◆ **Problem to work on**
Lay out every line of the records below as a Markdown table with the columns Row and Line. Number each line in Row and leave out blank lines.

◆ **Entries shown**
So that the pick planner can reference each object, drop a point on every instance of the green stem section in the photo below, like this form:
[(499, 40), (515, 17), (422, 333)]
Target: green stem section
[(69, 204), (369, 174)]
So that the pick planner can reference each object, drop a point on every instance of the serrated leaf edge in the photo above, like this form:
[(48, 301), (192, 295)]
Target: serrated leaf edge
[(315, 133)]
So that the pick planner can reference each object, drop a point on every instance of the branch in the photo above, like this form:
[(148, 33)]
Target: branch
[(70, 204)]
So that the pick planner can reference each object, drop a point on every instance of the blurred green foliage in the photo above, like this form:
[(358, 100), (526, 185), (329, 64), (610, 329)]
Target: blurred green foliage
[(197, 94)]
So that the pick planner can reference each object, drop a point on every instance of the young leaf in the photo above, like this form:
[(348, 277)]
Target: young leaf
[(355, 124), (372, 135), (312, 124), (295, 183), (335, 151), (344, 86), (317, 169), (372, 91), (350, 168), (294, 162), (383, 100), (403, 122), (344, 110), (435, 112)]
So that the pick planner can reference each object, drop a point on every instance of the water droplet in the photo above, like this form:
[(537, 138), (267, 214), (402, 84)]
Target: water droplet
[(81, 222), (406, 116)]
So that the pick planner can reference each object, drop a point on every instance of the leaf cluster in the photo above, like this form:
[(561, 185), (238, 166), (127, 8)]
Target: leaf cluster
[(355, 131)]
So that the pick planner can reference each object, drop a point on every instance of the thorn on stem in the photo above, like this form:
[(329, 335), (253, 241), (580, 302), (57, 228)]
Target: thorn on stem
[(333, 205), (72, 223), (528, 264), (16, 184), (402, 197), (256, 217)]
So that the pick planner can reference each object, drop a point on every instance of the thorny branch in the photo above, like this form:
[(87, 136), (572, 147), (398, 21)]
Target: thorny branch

◆ **Result for this exercise**
| Row | Line |
|---|---|
| 1 | So that the pick planner can reference each object, drop a point on every instance of the green stem section in the photo below, like this form: |
| 2 | [(499, 40), (515, 17), (422, 333)] |
| 3 | Target: green stem section |
| 4 | [(69, 204), (369, 174)] |
| 5 | So that the pick planner can reference each object, drop a point on every instance of the serrated leaf edge in the photo above, like this form: |
| 6 | [(48, 301), (192, 295)] |
| 7 | Target: serrated leaf edge |
| 8 | [(315, 133)] |
| 9 | So that the pick planner can reference each object, drop a point on every instance of the branch in the photo above, like this form: |
| 10 | [(148, 33)] |
| 11 | Target: branch |
| 12 | [(70, 204)] |
| 13 | So that the pick planner can reference each object, drop a point on every instance of the blurred green foliage in the photo above, like this form: |
| 14 | [(358, 100), (526, 185), (329, 64), (610, 329)] |
| 15 | Target: blurred green foliage |
| 16 | [(197, 94)] |
| 17 | So that the pick planner can reference each object, drop a point on every instance of the young leaf in the photo above, like this form: |
| 18 | [(348, 277)] |
| 19 | Target: young leaf |
| 20 | [(355, 124), (372, 135), (312, 124), (295, 183), (335, 151), (344, 86), (317, 169), (372, 91), (350, 168), (294, 162), (383, 100), (403, 122), (344, 110), (435, 112)] |
| 21 | So that the pick planner can reference each object, drop a point on every instance of the water droplet in the photo above, like this form: |
| 22 | [(537, 138), (267, 214), (402, 84)] |
| 23 | Target: water droplet |
| 24 | [(81, 222), (406, 116)] |
| 25 | So that the pick planner can reference each object, drop a point on every instance of the leaf cluster in the photo above, like this form: |
| 26 | [(561, 185), (238, 166), (127, 8)] |
| 27 | Target: leaf cluster |
| 28 | [(355, 131)] |
| 29 | So that the pick planner can reference each object, drop a point on every instance of the thorn on stem in the photo above, like this form: |
| 30 | [(329, 335), (253, 241), (580, 302), (57, 228)] |
| 31 | Target: thorn on stem |
| 32 | [(333, 205), (72, 223), (528, 264), (16, 184), (402, 197), (256, 217)] |
| 33 | So that the pick planner can reference each object, drop a point on every instance of the thorny branch in the photo above, like this form: |
| 34 | [(87, 136), (572, 147), (398, 21)] |
| 35 | Target: thorny branch |